* Required work: Copy all the entries word for word, but omit the pictures.

* Provided records:
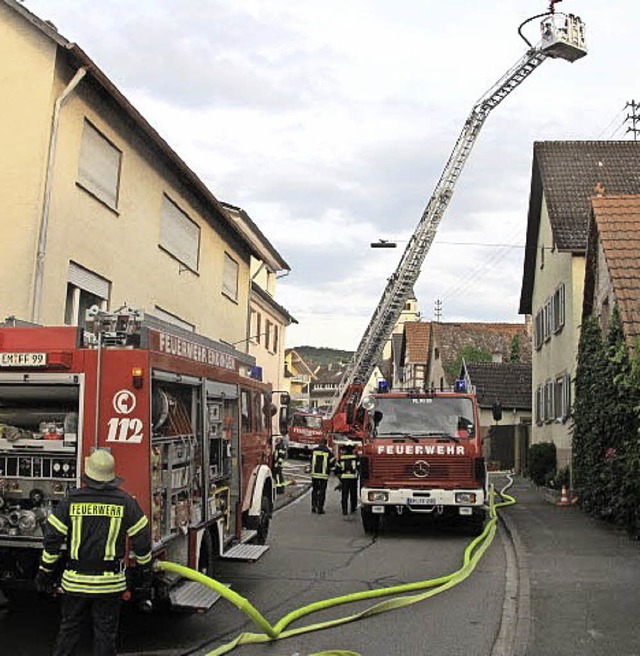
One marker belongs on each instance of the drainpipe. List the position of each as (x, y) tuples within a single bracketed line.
[(44, 220)]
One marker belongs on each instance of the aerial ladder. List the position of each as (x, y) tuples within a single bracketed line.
[(563, 38)]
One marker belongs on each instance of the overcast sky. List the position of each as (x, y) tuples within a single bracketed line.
[(330, 121)]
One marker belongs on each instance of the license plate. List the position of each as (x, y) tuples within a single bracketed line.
[(23, 359), (421, 501)]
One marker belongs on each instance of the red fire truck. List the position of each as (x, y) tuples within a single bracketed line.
[(188, 426), (305, 433)]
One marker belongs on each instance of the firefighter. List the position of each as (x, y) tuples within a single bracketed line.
[(279, 456), (95, 522), (348, 470), (322, 463)]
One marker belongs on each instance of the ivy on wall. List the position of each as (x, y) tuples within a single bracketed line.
[(606, 441)]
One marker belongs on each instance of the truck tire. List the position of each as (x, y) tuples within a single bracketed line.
[(370, 522)]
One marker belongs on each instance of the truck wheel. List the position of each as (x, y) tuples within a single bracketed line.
[(264, 520), (370, 522), (206, 556)]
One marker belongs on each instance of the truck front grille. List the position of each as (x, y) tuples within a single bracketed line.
[(405, 471)]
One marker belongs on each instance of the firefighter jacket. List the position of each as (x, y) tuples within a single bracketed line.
[(348, 466), (279, 456), (95, 522), (322, 462)]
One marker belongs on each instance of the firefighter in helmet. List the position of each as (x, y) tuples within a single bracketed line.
[(279, 456), (322, 463), (348, 470), (95, 522)]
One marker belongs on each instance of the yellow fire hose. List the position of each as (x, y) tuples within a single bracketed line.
[(472, 555)]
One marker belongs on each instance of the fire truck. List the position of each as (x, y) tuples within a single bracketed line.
[(304, 433), (421, 449), (188, 426)]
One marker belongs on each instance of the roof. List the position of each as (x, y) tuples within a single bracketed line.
[(617, 221), (506, 382), (79, 59), (566, 173), (416, 340), (495, 338), (239, 215)]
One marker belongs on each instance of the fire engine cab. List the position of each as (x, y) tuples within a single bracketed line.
[(189, 428), (422, 453)]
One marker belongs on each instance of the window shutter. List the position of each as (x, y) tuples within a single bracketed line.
[(179, 234), (88, 281), (99, 165)]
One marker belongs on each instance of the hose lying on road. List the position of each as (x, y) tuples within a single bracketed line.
[(472, 555)]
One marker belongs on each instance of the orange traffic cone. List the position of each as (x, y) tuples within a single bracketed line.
[(564, 498)]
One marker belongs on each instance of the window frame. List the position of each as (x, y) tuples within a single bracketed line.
[(227, 291), (88, 182), (189, 260)]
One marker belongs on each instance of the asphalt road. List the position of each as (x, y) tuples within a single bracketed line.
[(315, 557)]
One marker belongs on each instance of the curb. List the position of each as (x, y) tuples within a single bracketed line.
[(517, 607)]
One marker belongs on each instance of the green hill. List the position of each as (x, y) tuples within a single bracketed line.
[(322, 355)]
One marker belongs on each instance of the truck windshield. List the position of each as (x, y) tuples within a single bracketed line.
[(425, 417), (307, 421)]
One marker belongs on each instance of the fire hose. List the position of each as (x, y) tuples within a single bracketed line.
[(472, 556)]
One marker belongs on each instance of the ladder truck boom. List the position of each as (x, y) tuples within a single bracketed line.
[(562, 37)]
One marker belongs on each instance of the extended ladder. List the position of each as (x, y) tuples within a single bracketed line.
[(562, 37)]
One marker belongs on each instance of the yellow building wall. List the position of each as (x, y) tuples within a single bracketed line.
[(27, 61), (557, 355)]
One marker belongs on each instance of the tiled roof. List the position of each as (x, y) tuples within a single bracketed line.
[(496, 338), (566, 172), (506, 382), (417, 335), (618, 223)]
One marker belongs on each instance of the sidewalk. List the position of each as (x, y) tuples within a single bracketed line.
[(579, 580)]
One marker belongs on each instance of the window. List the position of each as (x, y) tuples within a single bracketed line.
[(99, 166), (267, 334), (230, 277), (539, 405), (179, 235), (173, 319), (548, 401), (84, 289)]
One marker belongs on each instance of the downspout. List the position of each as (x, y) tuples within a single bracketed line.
[(44, 220)]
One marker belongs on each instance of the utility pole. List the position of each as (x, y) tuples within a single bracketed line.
[(438, 310), (633, 118)]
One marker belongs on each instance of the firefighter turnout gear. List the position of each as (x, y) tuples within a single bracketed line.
[(95, 522), (348, 470), (279, 456), (322, 463)]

* Result below:
One marker belongs on each instance of the drainpipe. List the position of each as (x, y) tuples within a single bracketed line.
[(44, 220)]
One marker belongs on each instance of the aerial ladder. List the position of each as (x, y) tuples within a single bracketed line.
[(563, 38)]
One marker belongs on each instance of the overcast sky. List the position of each as (x, y) tuples within a single bracketed line.
[(330, 121)]
One marker belongs on each instance of the license plate. List the position of each as (x, y) tuples within a single bracketed line.
[(23, 359), (421, 501)]
One marker belongs on each instance of the red fire truck. List the position of each as (x, y) tuples within a single bracketed line.
[(188, 426), (305, 433)]
One marker belongs on each instance of the firefighter. List the position of each as (x, y) tuples within a single bracketed line.
[(279, 456), (95, 522), (348, 470), (322, 463)]
One marker belongs on each instance of the ivy on wall. List the position of each as (x, y) tuples within a single bracketed line.
[(606, 441)]
One marker belongs on each instance of the truck tire. List the position of each as (x, y) tuples within a single bracketed line.
[(370, 522)]
One marker belongs on each instance of the truck wheel. List the position of each as (x, y) tuples within a single bracketed line.
[(264, 520), (370, 522), (206, 556)]
One marker belongs on each instance of the truck front grille. List the position of each as (x, y) tuples within a single bracketed line.
[(405, 471)]
One marker belongs on each instance of the firefighter jacket. List the position of each as (x, y) tuples within a single bracketed line.
[(348, 466), (279, 456), (95, 522), (322, 462)]
One marker belongs on each instance of the firefighter in helmet. List the position of each as (x, y) tuples within a single bracketed line.
[(279, 456), (322, 463), (348, 470), (95, 522)]
One marker belongs on each instance of the yellow fire hose. List the position of each as (x, y) tuples within a single bracketed line.
[(472, 555)]
One marker belongs on each instance of the fire truck. List the position of each as (x, y) tuples within a single bracketed line.
[(304, 433), (421, 449), (188, 426)]
One marker belongs on each instance of the roof. List the position of each as (x, y) tuples within a single bracketed line.
[(617, 221), (506, 382), (79, 59), (566, 173), (416, 340), (495, 338), (239, 215)]
One marker belongs on each instance of the fire engine cab. List the position of each as (x, y) tuples within a single bracketed line.
[(189, 428), (422, 453)]
One marker belongs on each instance of the window shutter. List the position of each as (x, y) tuples within a single bracketed line.
[(179, 234), (88, 281), (99, 165)]
One marker belongs on each instance of the hose lying on road. List the position of each as (x, y) tuples within a single bracketed line.
[(472, 555)]
One marker belongs on each instance of the orange traffic cone. List the position of each as (x, y) tuples within a single bracketed line.
[(564, 498)]
One marker belongs on each instance of the window frame. List the position of each as (x, y) tuples within a single bracketed line.
[(227, 291), (88, 182), (189, 260)]
One marker belongs on each instance of the asphalt road. List the position of each as (x, y) tuples within a single bracketed line.
[(315, 557)]
One marker belongs on each instance of the curb. List the position of each as (x, y) tuples within a single bracketed line.
[(517, 607)]
One marker belongs on each instance of the green hill. List the position of each as (x, y) tuples within a single bracketed line.
[(322, 355)]
One marker belongs on each instance of the truck windshield. List the position of each as (x, y) tuples within a single bracketed line.
[(425, 417), (307, 421)]
One marker belongs on each instance of the fire hose. List the position of each as (x, y) tuples within a single bracketed line.
[(472, 556)]
One marker belongs on each instance of the ladder truck boom. List the position of each as (x, y) tuples within a single bracketed line.
[(562, 37)]
One marker belongs on each instance of the extended ladder. List the position of each as (x, y) tuples within a single bracketed line.
[(562, 37)]
One marker belongs on each instance of the yellow building wall. List the position of each as (x, y) tuples within a single bracketed line.
[(27, 61), (557, 355)]
One marker belongs on each instance of the tiled roof. List the position of each as (x, y) tuples within a single bracketed line.
[(496, 338), (566, 172), (506, 382), (417, 335), (618, 223)]
One marker belongs on each instance of the sidewalk. List the position of each as (x, y) tuples within a single bracketed line.
[(579, 580)]
One marker belongs on each instance of the window. List the position of each as (x, y) tuples within a single bracketed line.
[(99, 166), (267, 334), (230, 277), (539, 405), (179, 235), (173, 319), (548, 401), (84, 289)]
One marker belongs on each instance of the downspout. List the position of each as (x, y) tuples within a single bracketed line.
[(44, 220)]
One marker belongs on each instance of the utility pole. List the position of each as (x, y) tuples within a single bracketed line.
[(438, 310), (633, 118)]
One marker belongs on each instance of the firefighter turnout gear. List the position of each as (x, y) tuples within a single bracketed line.
[(95, 522), (348, 470), (279, 456), (322, 463)]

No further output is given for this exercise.